When you reach the line with "Target: handbag" in the data below, begin printing lines exactly, and stop once the line with "Provide one point per instance of the stanchion" has been printed.

[Items from a dataset]
==========

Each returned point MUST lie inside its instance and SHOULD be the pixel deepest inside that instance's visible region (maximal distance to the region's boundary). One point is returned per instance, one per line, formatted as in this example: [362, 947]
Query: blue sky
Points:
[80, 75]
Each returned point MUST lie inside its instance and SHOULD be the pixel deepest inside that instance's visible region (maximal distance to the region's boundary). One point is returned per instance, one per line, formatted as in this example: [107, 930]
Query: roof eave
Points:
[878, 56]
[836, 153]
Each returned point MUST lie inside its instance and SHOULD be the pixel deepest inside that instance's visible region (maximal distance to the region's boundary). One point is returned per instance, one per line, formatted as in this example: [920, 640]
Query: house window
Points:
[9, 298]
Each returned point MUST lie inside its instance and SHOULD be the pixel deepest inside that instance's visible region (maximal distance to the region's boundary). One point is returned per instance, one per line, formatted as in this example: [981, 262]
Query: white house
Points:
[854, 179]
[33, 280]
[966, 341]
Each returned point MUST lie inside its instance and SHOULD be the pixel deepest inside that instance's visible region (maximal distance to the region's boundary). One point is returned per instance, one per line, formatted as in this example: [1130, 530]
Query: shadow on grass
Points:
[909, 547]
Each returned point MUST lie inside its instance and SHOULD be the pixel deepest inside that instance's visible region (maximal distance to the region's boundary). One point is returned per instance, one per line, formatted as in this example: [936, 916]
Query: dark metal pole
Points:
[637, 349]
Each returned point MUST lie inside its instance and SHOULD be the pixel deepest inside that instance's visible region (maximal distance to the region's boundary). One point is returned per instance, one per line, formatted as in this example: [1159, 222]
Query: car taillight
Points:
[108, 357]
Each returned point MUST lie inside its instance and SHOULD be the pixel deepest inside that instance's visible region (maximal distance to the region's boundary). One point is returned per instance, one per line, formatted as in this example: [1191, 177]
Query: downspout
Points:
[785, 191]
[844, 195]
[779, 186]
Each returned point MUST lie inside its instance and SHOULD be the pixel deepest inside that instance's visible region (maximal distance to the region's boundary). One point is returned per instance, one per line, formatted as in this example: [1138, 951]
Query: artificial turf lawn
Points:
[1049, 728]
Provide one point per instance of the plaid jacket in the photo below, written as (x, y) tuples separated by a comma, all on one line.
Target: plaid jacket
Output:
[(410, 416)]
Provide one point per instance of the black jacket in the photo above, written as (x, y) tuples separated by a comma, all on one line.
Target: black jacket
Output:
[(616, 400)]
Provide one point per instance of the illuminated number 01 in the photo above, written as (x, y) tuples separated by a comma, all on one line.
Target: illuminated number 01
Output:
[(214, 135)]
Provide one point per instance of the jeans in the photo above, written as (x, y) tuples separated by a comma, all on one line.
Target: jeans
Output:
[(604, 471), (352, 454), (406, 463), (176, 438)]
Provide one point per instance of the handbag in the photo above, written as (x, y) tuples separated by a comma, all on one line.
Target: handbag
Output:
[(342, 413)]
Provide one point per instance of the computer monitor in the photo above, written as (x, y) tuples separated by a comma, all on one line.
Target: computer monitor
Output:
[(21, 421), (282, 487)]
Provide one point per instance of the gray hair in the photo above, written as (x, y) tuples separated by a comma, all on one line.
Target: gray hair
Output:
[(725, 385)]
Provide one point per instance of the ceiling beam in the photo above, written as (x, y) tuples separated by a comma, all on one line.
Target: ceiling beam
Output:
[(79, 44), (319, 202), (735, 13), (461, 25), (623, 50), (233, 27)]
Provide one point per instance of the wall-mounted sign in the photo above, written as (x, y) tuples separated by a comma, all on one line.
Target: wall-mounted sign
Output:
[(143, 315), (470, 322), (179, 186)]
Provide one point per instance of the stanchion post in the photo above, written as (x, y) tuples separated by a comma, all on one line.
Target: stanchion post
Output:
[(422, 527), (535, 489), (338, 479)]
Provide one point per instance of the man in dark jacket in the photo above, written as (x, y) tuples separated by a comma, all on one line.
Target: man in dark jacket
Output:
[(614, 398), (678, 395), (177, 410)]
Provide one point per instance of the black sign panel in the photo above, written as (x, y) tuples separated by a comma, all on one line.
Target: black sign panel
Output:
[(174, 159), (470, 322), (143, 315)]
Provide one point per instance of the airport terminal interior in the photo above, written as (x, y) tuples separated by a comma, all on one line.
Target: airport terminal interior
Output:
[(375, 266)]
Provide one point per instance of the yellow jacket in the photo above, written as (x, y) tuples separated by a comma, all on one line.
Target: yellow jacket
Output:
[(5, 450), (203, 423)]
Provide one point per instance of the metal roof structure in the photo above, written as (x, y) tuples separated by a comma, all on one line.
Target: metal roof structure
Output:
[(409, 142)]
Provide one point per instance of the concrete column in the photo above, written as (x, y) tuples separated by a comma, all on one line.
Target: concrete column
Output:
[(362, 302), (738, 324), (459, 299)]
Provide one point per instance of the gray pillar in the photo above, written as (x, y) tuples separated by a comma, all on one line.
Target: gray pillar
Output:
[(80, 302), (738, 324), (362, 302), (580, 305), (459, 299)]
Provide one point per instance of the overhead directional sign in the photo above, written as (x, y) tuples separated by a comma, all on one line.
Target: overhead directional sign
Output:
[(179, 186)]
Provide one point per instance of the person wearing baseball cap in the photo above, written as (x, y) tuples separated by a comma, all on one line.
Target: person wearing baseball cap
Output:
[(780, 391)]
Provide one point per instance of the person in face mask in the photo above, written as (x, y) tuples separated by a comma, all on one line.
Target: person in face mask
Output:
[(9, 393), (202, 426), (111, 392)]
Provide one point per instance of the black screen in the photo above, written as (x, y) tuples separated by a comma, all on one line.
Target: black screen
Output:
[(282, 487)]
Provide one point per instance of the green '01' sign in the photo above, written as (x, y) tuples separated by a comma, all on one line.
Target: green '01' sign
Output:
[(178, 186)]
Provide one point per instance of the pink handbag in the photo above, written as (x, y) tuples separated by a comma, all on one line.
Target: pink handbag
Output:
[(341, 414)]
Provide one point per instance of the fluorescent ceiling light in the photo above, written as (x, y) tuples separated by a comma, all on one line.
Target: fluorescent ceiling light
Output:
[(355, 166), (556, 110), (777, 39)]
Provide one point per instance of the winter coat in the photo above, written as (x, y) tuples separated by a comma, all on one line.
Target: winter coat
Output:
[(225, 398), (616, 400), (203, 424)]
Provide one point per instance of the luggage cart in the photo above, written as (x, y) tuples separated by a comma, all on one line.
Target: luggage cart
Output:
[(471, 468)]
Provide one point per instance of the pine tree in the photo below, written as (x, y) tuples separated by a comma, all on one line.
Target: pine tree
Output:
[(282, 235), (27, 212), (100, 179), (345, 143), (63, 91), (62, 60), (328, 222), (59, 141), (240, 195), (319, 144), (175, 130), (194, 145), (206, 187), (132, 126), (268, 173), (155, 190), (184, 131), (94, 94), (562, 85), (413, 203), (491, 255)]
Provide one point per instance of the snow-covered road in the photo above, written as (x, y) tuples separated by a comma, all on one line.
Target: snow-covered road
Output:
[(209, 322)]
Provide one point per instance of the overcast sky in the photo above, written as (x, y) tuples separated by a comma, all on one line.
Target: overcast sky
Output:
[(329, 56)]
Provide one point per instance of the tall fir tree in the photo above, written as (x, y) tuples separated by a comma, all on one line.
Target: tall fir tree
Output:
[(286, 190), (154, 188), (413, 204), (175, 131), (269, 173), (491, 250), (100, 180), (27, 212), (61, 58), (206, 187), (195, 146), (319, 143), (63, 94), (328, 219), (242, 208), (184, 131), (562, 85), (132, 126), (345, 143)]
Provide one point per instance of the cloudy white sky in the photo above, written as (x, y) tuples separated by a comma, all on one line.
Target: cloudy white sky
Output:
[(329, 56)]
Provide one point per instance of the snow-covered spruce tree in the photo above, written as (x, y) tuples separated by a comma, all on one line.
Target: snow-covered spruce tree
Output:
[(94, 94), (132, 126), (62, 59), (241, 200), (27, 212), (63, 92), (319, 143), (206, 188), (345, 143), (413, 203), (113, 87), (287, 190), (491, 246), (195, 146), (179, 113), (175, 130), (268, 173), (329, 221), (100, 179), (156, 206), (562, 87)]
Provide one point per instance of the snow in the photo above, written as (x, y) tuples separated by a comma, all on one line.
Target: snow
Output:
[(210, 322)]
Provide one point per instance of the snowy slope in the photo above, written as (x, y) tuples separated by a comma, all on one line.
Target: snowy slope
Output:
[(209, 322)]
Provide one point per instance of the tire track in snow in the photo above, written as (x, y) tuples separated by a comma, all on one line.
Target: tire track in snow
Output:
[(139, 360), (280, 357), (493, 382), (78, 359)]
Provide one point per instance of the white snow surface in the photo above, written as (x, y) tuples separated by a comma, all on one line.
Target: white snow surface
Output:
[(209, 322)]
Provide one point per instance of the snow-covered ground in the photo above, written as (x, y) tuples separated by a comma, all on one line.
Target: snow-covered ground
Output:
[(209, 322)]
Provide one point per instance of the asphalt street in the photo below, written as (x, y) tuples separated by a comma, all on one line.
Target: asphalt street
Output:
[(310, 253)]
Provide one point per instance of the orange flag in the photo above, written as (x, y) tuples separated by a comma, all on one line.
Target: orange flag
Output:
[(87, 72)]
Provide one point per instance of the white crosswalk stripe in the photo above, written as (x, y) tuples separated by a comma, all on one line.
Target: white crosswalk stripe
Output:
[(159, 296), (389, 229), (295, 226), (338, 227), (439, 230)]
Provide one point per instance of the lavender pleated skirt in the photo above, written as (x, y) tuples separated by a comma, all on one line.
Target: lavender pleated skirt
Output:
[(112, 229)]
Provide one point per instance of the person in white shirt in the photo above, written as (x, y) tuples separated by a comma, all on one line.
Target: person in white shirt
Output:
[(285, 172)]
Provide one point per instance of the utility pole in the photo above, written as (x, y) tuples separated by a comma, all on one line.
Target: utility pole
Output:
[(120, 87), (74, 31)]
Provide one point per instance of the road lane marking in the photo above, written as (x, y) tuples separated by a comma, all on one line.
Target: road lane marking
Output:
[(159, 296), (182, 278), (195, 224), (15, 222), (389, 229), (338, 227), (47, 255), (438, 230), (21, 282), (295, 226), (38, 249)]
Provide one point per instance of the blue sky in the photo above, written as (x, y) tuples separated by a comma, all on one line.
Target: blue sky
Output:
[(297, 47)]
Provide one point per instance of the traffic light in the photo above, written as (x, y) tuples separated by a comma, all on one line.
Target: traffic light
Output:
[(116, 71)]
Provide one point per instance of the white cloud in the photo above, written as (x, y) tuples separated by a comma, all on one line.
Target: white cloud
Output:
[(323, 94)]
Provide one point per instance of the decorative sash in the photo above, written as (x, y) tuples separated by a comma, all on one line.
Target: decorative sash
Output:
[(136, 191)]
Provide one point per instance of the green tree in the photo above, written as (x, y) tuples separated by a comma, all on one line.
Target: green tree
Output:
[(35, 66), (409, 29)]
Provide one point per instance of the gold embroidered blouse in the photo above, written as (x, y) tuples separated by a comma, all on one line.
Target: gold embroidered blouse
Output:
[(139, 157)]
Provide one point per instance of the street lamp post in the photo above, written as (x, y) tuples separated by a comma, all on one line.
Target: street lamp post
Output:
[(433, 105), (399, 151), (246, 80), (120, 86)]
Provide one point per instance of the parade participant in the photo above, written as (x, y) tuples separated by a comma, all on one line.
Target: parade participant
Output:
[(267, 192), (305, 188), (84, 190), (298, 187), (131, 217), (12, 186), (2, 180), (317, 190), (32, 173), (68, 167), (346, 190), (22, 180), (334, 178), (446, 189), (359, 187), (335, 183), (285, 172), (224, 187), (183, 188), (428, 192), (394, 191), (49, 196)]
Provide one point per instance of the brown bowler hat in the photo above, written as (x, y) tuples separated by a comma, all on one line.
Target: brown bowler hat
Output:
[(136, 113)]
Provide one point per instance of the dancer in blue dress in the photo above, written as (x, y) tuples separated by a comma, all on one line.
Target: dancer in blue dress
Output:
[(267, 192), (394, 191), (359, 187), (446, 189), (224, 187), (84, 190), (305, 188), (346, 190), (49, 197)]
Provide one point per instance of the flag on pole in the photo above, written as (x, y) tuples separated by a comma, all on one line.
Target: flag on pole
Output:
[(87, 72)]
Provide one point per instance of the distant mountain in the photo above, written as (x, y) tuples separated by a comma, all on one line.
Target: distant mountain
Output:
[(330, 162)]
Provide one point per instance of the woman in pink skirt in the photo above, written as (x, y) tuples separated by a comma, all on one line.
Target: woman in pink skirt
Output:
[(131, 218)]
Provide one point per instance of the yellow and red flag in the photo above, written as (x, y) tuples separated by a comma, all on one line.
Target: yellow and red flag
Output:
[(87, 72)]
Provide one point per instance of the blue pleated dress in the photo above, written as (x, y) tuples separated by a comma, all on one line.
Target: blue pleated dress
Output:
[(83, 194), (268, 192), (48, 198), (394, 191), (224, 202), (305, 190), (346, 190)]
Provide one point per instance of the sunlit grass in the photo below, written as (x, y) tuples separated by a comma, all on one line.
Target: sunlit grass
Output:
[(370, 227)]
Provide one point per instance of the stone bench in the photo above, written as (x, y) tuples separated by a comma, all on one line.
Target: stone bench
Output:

==========

## [Written reply]
Target: handbag
Output:
[(342, 413)]
Provide one point per instance of the computer monitor in the photo above, written as (x, y) tuples separated by a comma, all on one line.
Target: computer monitor
Output:
[(21, 421), (282, 487)]
Provide one point per instance of the gray hair in the photo above, written as (x, y) tuples separated by a comma, all on one line.
Target: gray hair
Output:
[(725, 385)]
Provide one point per instance of the ceiling beam in the photo above, written as (x, y) tuples separated by a comma, all on one line.
Target: ceiling beam
Output:
[(79, 44), (319, 202), (735, 13), (461, 25), (623, 50), (233, 27)]
Provide one point per instance of the wall-mounted sign in the photo above, written as (x, y) tuples separated by a comma, all on one line.
Target: wall-mounted sign
Output:
[(143, 315), (470, 322), (179, 186)]
Provide one point per instance of the stanchion post in the photo above, written as (x, y) tuples separated by a comma, all on one line.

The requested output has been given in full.